## Begin Passage given

I read the section Metrics on spark website. I wish to try it on the wordcount example, I can't make it work.
spark/conf/metrics.properties :
# Enable CsvSink for all instances
*.sink.csv.class=org.apache.spark.metrics.sink.CsvSink
# Polling period for CsvSink
*.sink.csv.period=1
*.sink.csv.unit=seconds
# Polling directory for CsvSink
*.sink.csv.directory=/home/spark/Documents/test/
# Worker instance overlap polling period
worker.sink.csv.period=1
worker.sink.csv.unit=seconds
# Enable jvm source for instance master, worker, driver and executor
master.source.jvm.class=org.apache.spark.metrics.source.JvmSource
worker.source.jvm.class=org.apache.spark.metrics.source.JvmSource
driver.source.jvm.class=org.apache.spark.metrics.source.JvmSource
executor.source.jvm.class=org.apache.spark.metrics.source.JvmSource
I run my app in local like in the documentation :
$SPARK_HOME/bin/spark-submit --class "SimpleApp" --master local[4] target/scala-2.10/simple-project_2.10-1.0.jar
I checked /home/spark/Documents/test/ and it is empty.
What did I miss?
Shell:
$SPARK_HOME/bin/spark-submit --class "SimpleApp" --master local[4] --conf spark.metrics.conf=/home/spark/development/spark/conf/metrics.properties target/scala-2.10/simple-project_2.10-1.0.jar
Spark assembly has been built with Hive, including Datanucleus jars on classpath
Using Spark's default log4j profile: org/apache/spark/log4j-defaults.properties
INFO SparkContext: Running Spark version 1.3.0
WARN Utils: Your hostname, cv-local resolves to a loopback address: 127.0.1.1; using 192.168.1.64 instead (on interface eth0)

## End Passage given

Problems:
**a)** In the Spark metrics post, which Spark version does the log report as running?
**b)** Continue the Spark metrics post from the point at which it stops.
The material comes from a different source than the Spark metrics post.

## Begin Material

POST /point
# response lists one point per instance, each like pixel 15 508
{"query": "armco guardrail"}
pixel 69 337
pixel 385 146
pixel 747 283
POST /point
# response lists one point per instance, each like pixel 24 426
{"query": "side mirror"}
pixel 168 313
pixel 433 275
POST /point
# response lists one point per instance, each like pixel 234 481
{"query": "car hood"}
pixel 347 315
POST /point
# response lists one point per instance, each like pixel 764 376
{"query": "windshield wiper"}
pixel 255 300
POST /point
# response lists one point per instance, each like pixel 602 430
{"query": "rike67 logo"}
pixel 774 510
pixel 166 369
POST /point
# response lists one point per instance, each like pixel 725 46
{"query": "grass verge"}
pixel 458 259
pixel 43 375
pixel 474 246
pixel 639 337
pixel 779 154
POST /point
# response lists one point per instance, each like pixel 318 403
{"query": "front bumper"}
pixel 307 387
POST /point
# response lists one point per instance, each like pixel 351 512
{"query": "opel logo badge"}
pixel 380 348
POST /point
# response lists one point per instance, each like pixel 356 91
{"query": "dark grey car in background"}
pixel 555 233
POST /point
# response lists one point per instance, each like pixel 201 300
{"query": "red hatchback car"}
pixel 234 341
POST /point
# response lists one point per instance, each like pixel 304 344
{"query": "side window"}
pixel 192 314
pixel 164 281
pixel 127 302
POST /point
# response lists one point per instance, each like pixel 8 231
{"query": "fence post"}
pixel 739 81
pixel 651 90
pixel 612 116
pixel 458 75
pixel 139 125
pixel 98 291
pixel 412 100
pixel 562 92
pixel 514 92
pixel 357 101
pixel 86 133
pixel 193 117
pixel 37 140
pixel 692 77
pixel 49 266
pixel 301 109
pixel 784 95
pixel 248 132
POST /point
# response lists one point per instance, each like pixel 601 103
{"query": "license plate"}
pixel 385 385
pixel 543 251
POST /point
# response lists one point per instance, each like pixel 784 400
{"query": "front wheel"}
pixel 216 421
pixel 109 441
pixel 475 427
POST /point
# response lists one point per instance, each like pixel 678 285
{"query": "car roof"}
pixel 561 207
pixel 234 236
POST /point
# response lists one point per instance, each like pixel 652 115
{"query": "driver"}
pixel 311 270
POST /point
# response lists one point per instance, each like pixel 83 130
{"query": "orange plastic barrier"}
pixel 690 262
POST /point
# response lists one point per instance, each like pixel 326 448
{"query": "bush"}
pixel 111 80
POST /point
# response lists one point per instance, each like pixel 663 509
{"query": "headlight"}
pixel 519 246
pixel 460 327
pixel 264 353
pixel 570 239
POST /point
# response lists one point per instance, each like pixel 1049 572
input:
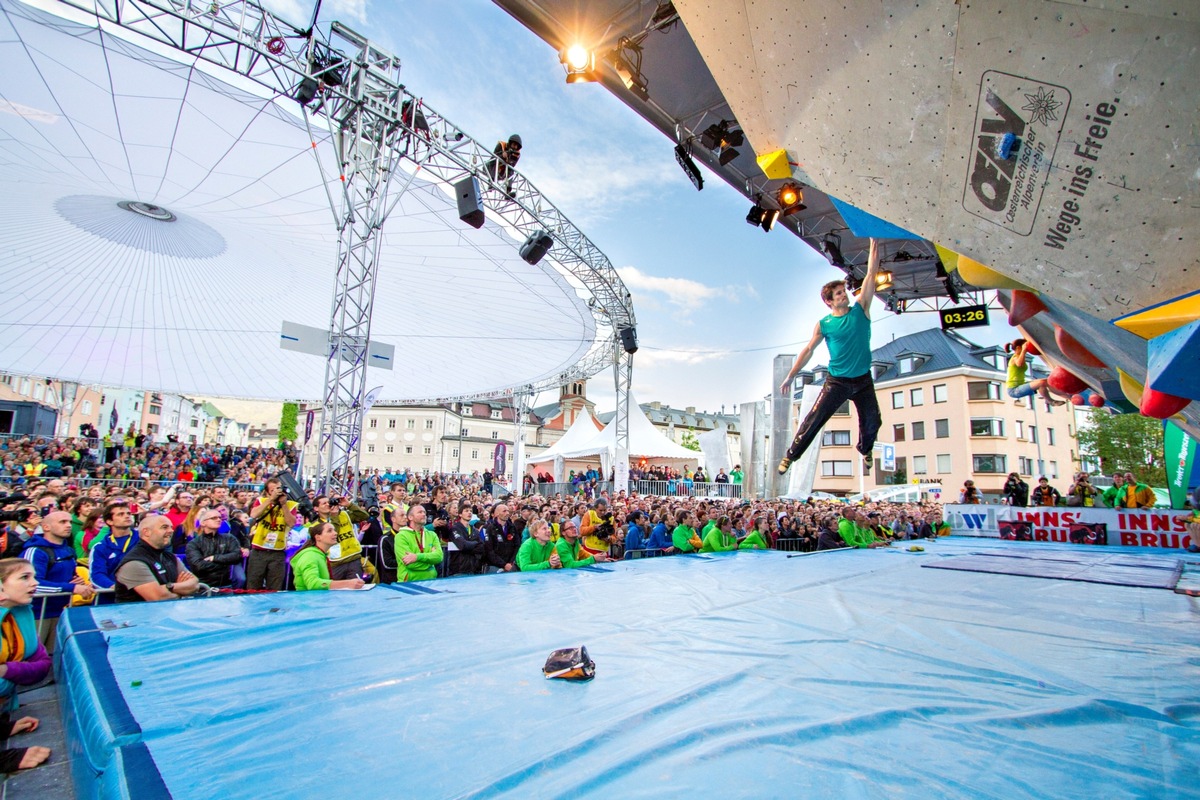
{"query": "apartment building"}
pixel 947 411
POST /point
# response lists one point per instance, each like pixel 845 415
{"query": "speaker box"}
pixel 535 246
pixel 471 204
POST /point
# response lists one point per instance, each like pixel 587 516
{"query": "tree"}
pixel 288 420
pixel 1126 443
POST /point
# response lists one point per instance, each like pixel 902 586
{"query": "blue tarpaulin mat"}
pixel 1087 566
pixel 844 674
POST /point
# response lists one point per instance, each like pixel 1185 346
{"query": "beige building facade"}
pixel 947 411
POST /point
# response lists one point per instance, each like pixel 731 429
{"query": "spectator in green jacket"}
pixel 418 551
pixel 720 537
pixel 537 553
pixel 310 565
pixel 569 547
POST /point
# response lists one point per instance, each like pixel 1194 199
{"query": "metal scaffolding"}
pixel 351 88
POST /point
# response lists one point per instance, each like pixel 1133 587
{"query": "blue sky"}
pixel 715 299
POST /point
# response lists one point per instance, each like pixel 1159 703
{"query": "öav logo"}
pixel 1018 124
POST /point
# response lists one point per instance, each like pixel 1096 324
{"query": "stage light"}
pixel 580 62
pixel 683 155
pixel 791 199
pixel 756 211
pixel 832 247
pixel 629 340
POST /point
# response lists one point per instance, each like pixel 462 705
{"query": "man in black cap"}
pixel 507 156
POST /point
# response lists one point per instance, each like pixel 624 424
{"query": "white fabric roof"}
pixel 581 432
pixel 645 440
pixel 99 294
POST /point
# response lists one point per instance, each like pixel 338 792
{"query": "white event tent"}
pixel 645 441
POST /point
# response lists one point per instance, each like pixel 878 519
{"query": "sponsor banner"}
pixel 1110 527
pixel 1180 452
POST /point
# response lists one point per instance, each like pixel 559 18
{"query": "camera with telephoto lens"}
pixel 295 492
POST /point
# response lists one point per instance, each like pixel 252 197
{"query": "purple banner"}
pixel 499 459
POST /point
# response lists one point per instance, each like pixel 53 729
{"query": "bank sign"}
pixel 1109 527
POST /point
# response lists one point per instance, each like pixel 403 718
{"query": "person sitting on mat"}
pixel 310 565
pixel 23 659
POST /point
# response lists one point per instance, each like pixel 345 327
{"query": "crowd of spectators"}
pixel 132 456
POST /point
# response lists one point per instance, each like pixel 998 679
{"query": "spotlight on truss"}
pixel 580 64
pixel 683 155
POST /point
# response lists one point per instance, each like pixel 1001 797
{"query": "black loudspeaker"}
pixel 471 204
pixel 535 246
pixel 629 340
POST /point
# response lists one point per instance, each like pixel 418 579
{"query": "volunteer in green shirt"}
pixel 310 565
pixel 418 551
pixel 684 536
pixel 569 548
pixel 720 537
pixel 847 331
pixel 537 552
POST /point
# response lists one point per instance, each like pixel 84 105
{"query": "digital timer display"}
pixel 964 317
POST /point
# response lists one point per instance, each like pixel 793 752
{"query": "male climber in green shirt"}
pixel 849 331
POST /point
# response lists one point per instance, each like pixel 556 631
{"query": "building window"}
pixel 835 438
pixel 983 390
pixel 987 427
pixel 989 463
pixel 837 469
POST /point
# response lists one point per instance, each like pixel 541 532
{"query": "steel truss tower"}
pixel 351 88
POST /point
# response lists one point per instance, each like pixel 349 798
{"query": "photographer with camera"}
pixel 597 528
pixel 271 516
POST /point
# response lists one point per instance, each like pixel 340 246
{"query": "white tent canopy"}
pixel 582 431
pixel 192 300
pixel 645 441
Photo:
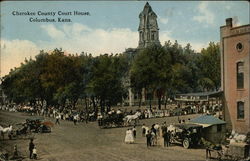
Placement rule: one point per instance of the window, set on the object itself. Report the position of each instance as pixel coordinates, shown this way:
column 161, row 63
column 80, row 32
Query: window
column 219, row 128
column 240, row 75
column 239, row 47
column 240, row 110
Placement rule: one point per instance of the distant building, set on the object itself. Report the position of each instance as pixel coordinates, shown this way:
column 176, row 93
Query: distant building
column 235, row 81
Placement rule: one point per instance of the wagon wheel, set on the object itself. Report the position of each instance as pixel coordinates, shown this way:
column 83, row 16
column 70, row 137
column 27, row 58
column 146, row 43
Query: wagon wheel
column 186, row 143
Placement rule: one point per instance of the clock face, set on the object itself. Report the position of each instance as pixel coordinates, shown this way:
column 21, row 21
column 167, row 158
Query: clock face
column 239, row 47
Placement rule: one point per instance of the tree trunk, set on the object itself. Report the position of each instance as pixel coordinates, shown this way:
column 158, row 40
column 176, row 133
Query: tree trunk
column 94, row 106
column 86, row 109
column 140, row 98
column 150, row 103
column 159, row 103
column 102, row 107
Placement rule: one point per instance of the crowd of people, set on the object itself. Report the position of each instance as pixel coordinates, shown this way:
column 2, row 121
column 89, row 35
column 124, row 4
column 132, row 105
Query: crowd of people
column 153, row 135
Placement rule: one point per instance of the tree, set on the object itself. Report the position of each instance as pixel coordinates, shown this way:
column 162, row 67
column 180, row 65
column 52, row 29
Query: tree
column 209, row 65
column 150, row 70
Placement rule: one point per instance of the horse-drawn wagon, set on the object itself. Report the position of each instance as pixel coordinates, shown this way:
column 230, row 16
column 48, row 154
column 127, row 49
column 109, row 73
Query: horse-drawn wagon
column 185, row 134
column 39, row 125
column 112, row 120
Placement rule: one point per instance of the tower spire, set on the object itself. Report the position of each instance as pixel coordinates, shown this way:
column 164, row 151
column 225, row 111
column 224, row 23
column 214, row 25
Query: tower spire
column 148, row 27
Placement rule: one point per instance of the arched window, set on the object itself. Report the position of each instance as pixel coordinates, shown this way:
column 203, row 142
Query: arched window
column 240, row 75
column 153, row 36
column 240, row 110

## End Material

Answer list:
**a)** Spark version 1.3.0.

**b)**
WARN Utils: Set SPARK_LOCAL_IP if you need to bind to another address
INFO SecurityManager: Changing view acls to: spark
INFO SecurityManager: Changing modify acls to: spark
INFO SecurityManager: SecurityManager: authentication disabled; ui acls disabled; users with view permissions: Set(spark); users with modify permissions: Set(spark)
INFO Slf4jLogger: Slf4jLogger started
INFO Remoting: Starting remoting
INFO Remoting: Remoting started; listening on addresses :[akka.tcp://sparkDriver#cv-local.local:35895]
INFO Utils: Successfully started service 'sparkDriver' on port 35895.
INFO SparkEnv: Registering MapOutputTracker
INFO SparkEnv: Registering BlockManagerMaster
INFO DiskBlockManager: Created local directory at /tmp/spark-447d56c9-cfe5-4f9d-9e0a-6bb476ddede6/blockmgr-4eaa04f4-b4b2-4b05-ba0e-fd1aeb92b289
INFO MemoryStore: MemoryStore started with capacity 265.4 MB
INFO HttpFileServer: HTTP File server directory is /tmp/spark-fae11cd2-937e-4be3-a273-be8b4c4847df/httpd-ca163445-6fff-45e4-9c69-35edcea83b68
INFO HttpServer: Starting HTTP Server
INFO Utils: Successfully started service 'HTTP file server' on port 52828.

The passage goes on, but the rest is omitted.